• **Task directions**
Write out every line of the data below with no changes.

--- begin Listing ---

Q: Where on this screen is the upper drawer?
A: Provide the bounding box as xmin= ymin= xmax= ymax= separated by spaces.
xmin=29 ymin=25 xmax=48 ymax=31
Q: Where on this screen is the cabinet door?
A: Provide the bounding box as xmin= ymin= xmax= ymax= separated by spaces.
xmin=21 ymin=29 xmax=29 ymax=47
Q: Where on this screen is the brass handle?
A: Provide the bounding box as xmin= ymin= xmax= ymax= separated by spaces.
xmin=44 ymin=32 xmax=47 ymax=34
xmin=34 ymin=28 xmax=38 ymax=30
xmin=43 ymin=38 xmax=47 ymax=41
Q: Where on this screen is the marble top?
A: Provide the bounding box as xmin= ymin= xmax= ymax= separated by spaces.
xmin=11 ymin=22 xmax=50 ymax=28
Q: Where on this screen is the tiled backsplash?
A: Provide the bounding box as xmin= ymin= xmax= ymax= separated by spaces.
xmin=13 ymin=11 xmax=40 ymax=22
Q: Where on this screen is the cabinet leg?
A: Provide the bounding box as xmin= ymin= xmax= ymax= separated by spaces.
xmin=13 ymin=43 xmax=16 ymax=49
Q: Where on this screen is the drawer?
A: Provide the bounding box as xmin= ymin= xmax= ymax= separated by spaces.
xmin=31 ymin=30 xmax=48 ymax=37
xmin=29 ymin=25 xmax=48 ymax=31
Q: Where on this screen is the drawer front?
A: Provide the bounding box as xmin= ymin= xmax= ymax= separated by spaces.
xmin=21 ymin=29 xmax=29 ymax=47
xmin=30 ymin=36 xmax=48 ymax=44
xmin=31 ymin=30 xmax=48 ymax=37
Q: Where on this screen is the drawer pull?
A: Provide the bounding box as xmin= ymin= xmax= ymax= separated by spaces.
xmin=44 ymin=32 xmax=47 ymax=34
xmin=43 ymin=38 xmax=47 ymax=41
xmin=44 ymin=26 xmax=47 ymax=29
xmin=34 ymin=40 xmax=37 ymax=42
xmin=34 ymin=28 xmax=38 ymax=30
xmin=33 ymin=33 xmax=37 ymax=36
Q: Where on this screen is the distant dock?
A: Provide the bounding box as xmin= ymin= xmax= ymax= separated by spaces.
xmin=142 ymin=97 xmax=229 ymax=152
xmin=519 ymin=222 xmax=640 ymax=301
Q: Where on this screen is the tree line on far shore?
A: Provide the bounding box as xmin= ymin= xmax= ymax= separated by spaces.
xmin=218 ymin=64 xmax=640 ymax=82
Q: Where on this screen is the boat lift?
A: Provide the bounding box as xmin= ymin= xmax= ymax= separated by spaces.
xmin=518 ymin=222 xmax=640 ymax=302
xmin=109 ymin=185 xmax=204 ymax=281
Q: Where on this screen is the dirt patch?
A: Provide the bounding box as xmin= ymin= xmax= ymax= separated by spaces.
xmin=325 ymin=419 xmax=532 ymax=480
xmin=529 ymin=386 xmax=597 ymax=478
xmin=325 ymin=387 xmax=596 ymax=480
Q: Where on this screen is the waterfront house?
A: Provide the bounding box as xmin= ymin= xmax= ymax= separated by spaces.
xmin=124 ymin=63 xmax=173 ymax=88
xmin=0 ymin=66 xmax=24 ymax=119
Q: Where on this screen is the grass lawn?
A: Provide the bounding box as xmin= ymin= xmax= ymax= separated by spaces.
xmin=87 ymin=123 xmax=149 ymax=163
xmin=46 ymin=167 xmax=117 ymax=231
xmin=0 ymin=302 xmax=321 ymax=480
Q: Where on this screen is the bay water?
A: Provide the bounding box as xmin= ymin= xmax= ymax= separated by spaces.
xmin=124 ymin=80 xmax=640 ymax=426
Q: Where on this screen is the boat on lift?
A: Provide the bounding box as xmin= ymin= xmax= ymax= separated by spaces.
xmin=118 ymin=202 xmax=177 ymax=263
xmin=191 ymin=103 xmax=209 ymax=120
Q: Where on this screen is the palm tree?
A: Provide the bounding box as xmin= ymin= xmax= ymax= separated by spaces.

--- end Listing ---

• **Answer to this problem**
Q: Where on this screen is the upper drawer?
A: Provide the bounding box as xmin= ymin= xmax= ymax= separated by spaces.
xmin=29 ymin=25 xmax=48 ymax=31
Q: Where on this screen is the cabinet door?
A: Provide the bounding box as xmin= ymin= xmax= ymax= separated by spaces.
xmin=21 ymin=29 xmax=29 ymax=47
Q: Where on this screen is the brass handle?
A: Provide the bounding box as xmin= ymin= xmax= ymax= separated by spaces.
xmin=44 ymin=32 xmax=47 ymax=34
xmin=34 ymin=28 xmax=38 ymax=30
xmin=43 ymin=38 xmax=47 ymax=41
Q: Where on this screen is the marble top?
A: Provide the bounding box as xmin= ymin= xmax= ymax= separated by spaces.
xmin=11 ymin=22 xmax=50 ymax=28
Q: Where on this screen is the tiled backsplash?
A: Provide the bounding box as xmin= ymin= xmax= ymax= separated by spaces.
xmin=13 ymin=11 xmax=40 ymax=22
Q: Where on this screen is the cabinet leg?
A: Provide the bounding box as xmin= ymin= xmax= ymax= separated by spaces.
xmin=13 ymin=43 xmax=16 ymax=49
Q: Where on this screen is the drawer?
A: Provide the bounding box as xmin= ymin= xmax= ymax= separated by spaces.
xmin=31 ymin=30 xmax=48 ymax=37
xmin=29 ymin=25 xmax=48 ymax=31
Q: Where on this screen is the drawer front?
A: Provide the bounding box as xmin= ymin= xmax= ymax= separated by spaces.
xmin=21 ymin=29 xmax=29 ymax=47
xmin=30 ymin=36 xmax=48 ymax=44
xmin=31 ymin=30 xmax=48 ymax=37
Q: Where on this screen is the drawer pull?
A: Provide the bounding box as xmin= ymin= xmax= ymax= separated by spaces.
xmin=44 ymin=32 xmax=47 ymax=34
xmin=43 ymin=38 xmax=47 ymax=41
xmin=44 ymin=26 xmax=47 ymax=29
xmin=34 ymin=40 xmax=37 ymax=42
xmin=34 ymin=28 xmax=38 ymax=30
xmin=33 ymin=33 xmax=37 ymax=36
Q: Where on this screen is the distant dock?
A: Provide the bounding box as xmin= ymin= xmax= ymax= separated by spaces.
xmin=142 ymin=97 xmax=229 ymax=152
xmin=519 ymin=222 xmax=640 ymax=301
Q: Where on this screen is the tree line on far shore?
A: Provide the bounding box as xmin= ymin= xmax= ymax= separated by spaces.
xmin=218 ymin=64 xmax=640 ymax=82
Q: Where on this screen is the boat lift?
A: Provide the bounding box as xmin= ymin= xmax= ymax= separated by spaces.
xmin=518 ymin=222 xmax=640 ymax=302
xmin=109 ymin=185 xmax=204 ymax=281
Q: Where on this screen is the dirt patch?
A: Provide the bounding box as xmin= ymin= xmax= ymax= separated by spaces.
xmin=325 ymin=419 xmax=532 ymax=480
xmin=529 ymin=386 xmax=597 ymax=478
xmin=325 ymin=387 xmax=596 ymax=480
Q: Where on this screen is the waterfront house?
A: Provide the bounding box as xmin= ymin= xmax= ymax= separated by spaces.
xmin=124 ymin=63 xmax=173 ymax=88
xmin=0 ymin=66 xmax=24 ymax=119
Q: Where on this screen is the grass lawn?
A: Provide the bounding box as xmin= ymin= xmax= ymax= separated by spaces.
xmin=87 ymin=123 xmax=149 ymax=163
xmin=46 ymin=167 xmax=117 ymax=231
xmin=0 ymin=302 xmax=321 ymax=480
Q: Where on this screen is the bay water?
A: Provide the bounding box as xmin= ymin= xmax= ymax= separated by spaces.
xmin=124 ymin=80 xmax=640 ymax=426
Q: Where on this screen is the boat on lift?
A: Provide the bounding box as xmin= ymin= xmax= ymax= separated by spaces.
xmin=118 ymin=202 xmax=177 ymax=263
xmin=191 ymin=103 xmax=209 ymax=120
Q: Where on this screen is the palm tree?
A: Provide the bounding box as xmin= ymin= xmax= ymax= separated by spaces.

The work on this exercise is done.